■ Aim of the exercise ■
Could you repeat the records below exactly, leaving the pictures out?

■ Data provided ■
□ □ □ □ □

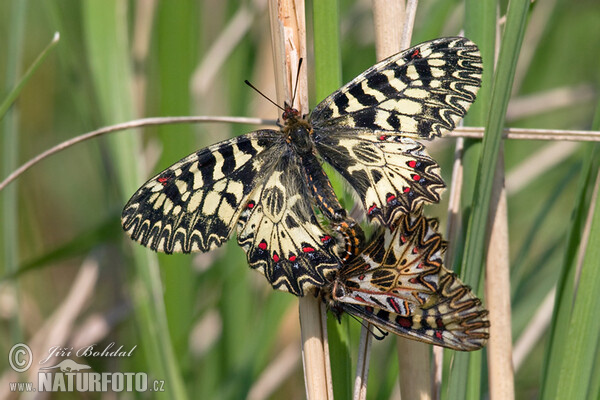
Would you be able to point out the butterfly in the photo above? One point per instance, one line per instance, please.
(399, 284)
(267, 184)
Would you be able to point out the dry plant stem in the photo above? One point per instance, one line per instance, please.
(530, 134)
(409, 22)
(121, 127)
(221, 49)
(315, 353)
(415, 379)
(388, 31)
(473, 133)
(497, 288)
(535, 329)
(453, 226)
(362, 363)
(288, 33)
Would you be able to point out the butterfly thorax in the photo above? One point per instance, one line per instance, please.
(297, 132)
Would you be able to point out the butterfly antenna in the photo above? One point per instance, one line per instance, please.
(263, 95)
(297, 79)
(380, 335)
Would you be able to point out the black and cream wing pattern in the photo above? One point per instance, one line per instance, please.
(268, 184)
(252, 182)
(400, 285)
(367, 130)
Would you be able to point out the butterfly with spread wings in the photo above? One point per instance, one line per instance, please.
(267, 183)
(399, 284)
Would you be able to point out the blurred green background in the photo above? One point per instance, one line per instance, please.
(224, 326)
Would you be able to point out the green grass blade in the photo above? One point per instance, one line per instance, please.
(9, 140)
(563, 308)
(14, 93)
(584, 329)
(476, 234)
(106, 38)
(175, 39)
(328, 77)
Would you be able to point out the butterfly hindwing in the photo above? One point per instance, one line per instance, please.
(280, 233)
(194, 204)
(420, 92)
(400, 284)
(390, 174)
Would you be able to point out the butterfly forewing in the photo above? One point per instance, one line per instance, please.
(420, 92)
(281, 236)
(400, 285)
(194, 204)
(391, 174)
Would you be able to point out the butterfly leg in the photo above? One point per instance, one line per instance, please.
(322, 191)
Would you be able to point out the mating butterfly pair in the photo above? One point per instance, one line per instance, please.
(267, 183)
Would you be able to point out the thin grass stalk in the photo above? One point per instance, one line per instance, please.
(461, 132)
(106, 40)
(362, 363)
(584, 329)
(328, 78)
(9, 139)
(480, 26)
(497, 291)
(566, 286)
(288, 34)
(391, 37)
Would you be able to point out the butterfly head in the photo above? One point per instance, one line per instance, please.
(289, 113)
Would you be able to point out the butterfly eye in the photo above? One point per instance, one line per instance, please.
(338, 291)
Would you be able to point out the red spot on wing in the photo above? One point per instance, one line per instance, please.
(392, 302)
(404, 322)
(372, 208)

□ □ □ □ □

■ Output below ■
Would you be able to point out the butterfly in the photo above? One point per instance, one line per instance, please.
(399, 284)
(267, 184)
Would you be able to point out the dry plant stem in the photo above? One point per instance, one line per instance, please.
(530, 134)
(409, 22)
(121, 127)
(221, 49)
(315, 353)
(415, 379)
(388, 31)
(473, 133)
(497, 288)
(535, 329)
(453, 226)
(362, 363)
(288, 33)
Would you be able to point out the butterfly thorax in the photo above? One point per instance, one line per instance, please.
(297, 132)
Would you be able to point out the butterfly antenna in the photo above? One point per instance, one line per instance, please.
(263, 95)
(297, 79)
(380, 335)
Would you be able to point out the black and cream wing pattern in the photo above? One point per instance, one line per instance, please.
(268, 184)
(252, 182)
(400, 285)
(367, 130)
Would you be able to point out the butterfly with spread wings in the photo above? One point per instance, one line per instance, please.
(267, 183)
(399, 284)
Would you be able to point out the blurred green background in the photo above? One point per instance, one line per instance, please.
(224, 326)
Would you be able to point out the green grass blade in the photo above? One point per instance, one line per instance, please.
(9, 140)
(563, 308)
(14, 93)
(584, 329)
(476, 234)
(106, 38)
(175, 39)
(328, 77)
Would you be able to point out the butterfly hindwing in the photo above? One point per instance, one line per instance, please.
(280, 233)
(194, 204)
(420, 92)
(400, 284)
(390, 174)
Would you be able to point out the butterfly forewing in the photo above? One point per instance, one line per instance, please.
(420, 92)
(281, 236)
(400, 285)
(194, 204)
(391, 174)
Would you be able to point out the butterfly leg in the photo above? One point per instance, one line per instance, please.
(322, 191)
Would you be able to point out the mating butterfly pair in the photo above? One point per instance, one line per instance, please.
(267, 183)
Would you be able to point out the thin grass stalk in the photo above? One point per instance, one line per instance, please.
(461, 132)
(106, 40)
(362, 363)
(584, 329)
(328, 78)
(9, 139)
(480, 26)
(497, 291)
(566, 286)
(288, 34)
(391, 37)
Would you be able to point out the butterfly head in the photo above? One point per instance, one line per instance, please.
(289, 113)
Would you be able to point out the butterfly eye in the photo above? One point per instance, one line per instance, please.
(338, 291)
Would you be able to point out the red spot on wing in the photo above? One point per instance, one line per instance, please.
(392, 302)
(404, 322)
(372, 208)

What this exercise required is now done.